Consegna
Prosegui il brano sul dissenso durante l'emergenza pandemica, scrivendo il seguito subito dopo la sua ultima frase.

Brano da leggere
Certo, nella stagione senza fine dell’emergenza pandemica, ancor più dominata da un unico e ben orchestrato leitmotiv, coloro che cantano fuori dal coro mainstrem corrono maggiori rischi. E tornano ad essere bollati come cattivi maestri. Destino dei più fragili e incauti è quello di divenire meschini punching ball nelle sarabande televisive. Ma persino i più attrezzati e prestigiosi sono soggetti allo sberleffo e alla rampogna, se non al linciaggio verbale. Guai a discutere o a manifestare dubbi sulla Nova Religio! Lo stesso Massimo Cacciari, mattatore di lungo corso sui media nostrani, sta subendo il fanatismo di massa e ripetute scomuniche dalle zelanti vestali e dai dogmatici sacerdoti da talk show.

Dati forniti
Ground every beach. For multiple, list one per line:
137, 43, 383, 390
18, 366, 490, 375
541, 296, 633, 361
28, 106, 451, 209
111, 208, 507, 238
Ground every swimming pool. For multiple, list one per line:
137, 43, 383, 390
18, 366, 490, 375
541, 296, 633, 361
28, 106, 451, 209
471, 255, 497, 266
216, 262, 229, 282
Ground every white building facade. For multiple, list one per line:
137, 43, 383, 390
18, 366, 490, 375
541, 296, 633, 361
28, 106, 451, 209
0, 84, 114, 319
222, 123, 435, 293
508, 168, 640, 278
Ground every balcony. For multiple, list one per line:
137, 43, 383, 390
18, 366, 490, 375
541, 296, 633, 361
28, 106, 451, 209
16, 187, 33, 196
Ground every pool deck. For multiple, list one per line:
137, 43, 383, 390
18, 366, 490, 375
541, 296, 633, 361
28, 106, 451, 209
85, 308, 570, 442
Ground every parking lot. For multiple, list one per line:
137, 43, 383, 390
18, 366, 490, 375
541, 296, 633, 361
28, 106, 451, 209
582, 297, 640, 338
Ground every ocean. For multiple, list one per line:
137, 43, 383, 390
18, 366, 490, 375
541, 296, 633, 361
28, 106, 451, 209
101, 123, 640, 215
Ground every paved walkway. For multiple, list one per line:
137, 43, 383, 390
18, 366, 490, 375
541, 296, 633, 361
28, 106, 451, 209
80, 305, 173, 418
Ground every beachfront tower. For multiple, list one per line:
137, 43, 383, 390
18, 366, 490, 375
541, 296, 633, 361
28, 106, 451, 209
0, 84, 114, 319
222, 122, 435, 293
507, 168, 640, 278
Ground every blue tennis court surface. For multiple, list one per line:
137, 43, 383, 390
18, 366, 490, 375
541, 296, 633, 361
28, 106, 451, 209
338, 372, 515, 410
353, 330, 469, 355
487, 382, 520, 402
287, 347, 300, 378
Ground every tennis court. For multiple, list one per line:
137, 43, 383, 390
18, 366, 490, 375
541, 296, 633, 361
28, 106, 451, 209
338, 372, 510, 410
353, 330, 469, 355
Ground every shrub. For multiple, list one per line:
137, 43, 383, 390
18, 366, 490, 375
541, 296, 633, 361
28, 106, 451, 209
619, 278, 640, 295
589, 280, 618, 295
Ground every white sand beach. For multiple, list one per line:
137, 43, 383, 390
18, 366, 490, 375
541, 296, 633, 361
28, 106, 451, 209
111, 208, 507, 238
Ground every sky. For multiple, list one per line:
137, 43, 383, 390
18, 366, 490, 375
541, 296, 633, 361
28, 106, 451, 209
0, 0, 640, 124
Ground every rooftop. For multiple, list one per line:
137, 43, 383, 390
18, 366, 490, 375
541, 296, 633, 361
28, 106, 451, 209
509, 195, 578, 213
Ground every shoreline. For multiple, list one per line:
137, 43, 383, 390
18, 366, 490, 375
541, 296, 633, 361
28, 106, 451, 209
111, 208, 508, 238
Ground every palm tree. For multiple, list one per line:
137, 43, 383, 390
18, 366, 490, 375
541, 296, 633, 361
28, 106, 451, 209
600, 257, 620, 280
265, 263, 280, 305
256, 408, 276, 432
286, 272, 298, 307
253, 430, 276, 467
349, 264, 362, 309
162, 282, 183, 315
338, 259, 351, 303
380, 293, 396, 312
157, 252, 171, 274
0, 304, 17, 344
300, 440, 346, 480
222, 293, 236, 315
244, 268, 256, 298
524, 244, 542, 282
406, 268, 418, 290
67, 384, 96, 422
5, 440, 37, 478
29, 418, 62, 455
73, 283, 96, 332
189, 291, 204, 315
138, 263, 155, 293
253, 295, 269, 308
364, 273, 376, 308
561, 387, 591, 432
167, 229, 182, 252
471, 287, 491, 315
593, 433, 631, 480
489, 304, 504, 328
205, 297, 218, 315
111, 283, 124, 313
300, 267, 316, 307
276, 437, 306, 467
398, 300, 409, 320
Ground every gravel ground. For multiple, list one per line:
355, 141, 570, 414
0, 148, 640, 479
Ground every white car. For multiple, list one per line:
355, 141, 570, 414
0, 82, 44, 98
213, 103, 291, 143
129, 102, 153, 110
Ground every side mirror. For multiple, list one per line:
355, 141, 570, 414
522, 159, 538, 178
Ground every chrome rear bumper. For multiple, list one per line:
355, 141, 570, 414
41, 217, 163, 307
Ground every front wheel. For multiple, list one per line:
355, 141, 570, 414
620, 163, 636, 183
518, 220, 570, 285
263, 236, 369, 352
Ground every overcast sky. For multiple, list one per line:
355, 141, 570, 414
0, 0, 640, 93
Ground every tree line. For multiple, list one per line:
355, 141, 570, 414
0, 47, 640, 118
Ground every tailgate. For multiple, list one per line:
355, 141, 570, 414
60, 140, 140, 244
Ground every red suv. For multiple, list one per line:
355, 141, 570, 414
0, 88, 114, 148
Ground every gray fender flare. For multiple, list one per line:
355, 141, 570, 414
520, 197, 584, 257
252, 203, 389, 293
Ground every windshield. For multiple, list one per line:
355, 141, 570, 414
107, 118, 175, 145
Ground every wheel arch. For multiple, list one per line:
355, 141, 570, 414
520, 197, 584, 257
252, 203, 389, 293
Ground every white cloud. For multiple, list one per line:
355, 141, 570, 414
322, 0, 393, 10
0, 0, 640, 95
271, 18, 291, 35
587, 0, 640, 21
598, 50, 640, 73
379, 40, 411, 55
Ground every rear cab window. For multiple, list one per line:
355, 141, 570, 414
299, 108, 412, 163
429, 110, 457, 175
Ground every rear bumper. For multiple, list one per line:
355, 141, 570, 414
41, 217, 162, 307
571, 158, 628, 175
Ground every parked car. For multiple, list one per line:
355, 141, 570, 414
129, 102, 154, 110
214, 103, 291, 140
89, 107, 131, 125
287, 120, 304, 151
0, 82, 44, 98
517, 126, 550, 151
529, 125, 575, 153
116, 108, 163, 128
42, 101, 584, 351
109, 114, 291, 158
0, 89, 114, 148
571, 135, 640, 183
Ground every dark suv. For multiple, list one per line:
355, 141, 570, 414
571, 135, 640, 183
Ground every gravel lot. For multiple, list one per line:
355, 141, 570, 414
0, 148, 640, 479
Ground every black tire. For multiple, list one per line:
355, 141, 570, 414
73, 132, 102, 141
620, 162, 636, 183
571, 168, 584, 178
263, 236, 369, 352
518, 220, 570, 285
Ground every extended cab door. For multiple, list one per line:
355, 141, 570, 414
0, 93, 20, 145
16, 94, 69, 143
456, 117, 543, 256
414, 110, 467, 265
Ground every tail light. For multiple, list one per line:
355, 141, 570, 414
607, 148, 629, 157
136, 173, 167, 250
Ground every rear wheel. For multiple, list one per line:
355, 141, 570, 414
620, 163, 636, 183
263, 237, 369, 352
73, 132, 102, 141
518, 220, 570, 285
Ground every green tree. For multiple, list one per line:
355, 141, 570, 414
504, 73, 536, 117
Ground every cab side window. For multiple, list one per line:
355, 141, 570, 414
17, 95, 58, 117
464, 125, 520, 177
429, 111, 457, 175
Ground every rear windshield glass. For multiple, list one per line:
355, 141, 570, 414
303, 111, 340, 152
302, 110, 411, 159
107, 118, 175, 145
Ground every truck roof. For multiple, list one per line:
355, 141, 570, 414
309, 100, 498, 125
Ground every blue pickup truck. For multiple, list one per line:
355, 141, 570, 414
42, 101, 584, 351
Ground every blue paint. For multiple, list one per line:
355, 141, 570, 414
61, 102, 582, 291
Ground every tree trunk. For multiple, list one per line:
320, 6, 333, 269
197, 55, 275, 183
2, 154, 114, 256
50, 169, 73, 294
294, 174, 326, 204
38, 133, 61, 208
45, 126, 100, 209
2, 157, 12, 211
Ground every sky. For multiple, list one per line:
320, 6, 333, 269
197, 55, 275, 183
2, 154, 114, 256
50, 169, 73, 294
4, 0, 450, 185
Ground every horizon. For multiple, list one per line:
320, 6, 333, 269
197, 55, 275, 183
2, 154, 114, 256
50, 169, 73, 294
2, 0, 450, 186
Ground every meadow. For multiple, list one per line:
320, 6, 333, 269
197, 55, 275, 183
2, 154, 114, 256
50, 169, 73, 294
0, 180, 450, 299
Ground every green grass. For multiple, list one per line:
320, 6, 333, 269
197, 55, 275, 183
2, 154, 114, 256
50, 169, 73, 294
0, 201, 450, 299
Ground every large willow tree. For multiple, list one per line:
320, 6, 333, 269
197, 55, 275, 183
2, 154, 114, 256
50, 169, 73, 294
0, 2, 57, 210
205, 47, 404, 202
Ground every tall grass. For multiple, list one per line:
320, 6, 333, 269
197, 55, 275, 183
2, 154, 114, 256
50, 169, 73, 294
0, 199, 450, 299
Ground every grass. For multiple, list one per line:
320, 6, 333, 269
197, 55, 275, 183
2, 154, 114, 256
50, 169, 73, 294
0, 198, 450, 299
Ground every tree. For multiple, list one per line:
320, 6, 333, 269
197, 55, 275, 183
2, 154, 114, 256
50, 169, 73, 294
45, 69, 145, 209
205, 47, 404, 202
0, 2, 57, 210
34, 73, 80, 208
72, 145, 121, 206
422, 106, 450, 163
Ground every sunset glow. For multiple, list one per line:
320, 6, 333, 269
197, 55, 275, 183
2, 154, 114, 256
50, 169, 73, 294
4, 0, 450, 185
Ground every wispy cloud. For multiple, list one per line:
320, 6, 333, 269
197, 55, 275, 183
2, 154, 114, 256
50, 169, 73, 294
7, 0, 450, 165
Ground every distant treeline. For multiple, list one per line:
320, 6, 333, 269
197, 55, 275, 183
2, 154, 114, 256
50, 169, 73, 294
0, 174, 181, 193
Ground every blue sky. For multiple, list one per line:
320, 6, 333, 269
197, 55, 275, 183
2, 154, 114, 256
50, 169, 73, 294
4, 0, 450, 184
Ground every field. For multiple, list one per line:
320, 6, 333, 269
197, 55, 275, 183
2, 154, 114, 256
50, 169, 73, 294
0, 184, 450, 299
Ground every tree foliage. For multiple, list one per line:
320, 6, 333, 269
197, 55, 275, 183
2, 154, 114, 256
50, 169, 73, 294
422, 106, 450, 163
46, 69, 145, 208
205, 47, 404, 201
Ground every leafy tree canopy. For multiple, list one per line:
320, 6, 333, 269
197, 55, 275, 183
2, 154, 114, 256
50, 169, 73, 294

Risposta
Agamben parla ormai senza mezzi termini di «colpo di Stato»; Cacciari denuncia la «scienza di regime». Che abbiano ragione o torto, poco importa. Ciò che conta è che questi celebri accademici ormai da tempo in pensione si prendono ancora la responsabilità e il gusto di fare il loro mestiere: osservano, pensano, giudicano in scienza e coscienza. Sarà la libertà dell’età matura. Quando la saggezza consiste nel dire finalmente tutto, inseguendo con il franc-parler l’atto di verità che vale per sé e per gli altri. Comunque la si pensi, un bel lascito di vitalità intellettuale per le future generazioni.
E gli altri operatori stipendiati del pensiero critico? Restiamo tra gli accademici, stavolta quelli ancora in cattedra. Partiamo, però, da qualche riflessione generale. Non c’è bisogno di rileggersi Chomsky per sapere quanto sia insolito nel mondo universitario l’esercizio intellettuale troppo disinibito e poco conforme al sistema. Ancor più della censura, vi opera il meccanismo dell’autocensura. Lo pretende il vieto corporativismo senza sguardo o di veduta corta, che vegeta la sua stenta autonomia all’ombra dell’apparato politico-economico. E lo regola un disciplinare della routine gerarchico-amministrativa che quasi sempre premia lo spirito gregario e servile in ogni passo della carriera. Del resto, anche l’indipendenza e la libertà della ricerca vengono penosamente irregimentate e burocratizzate, ridotte a format standard.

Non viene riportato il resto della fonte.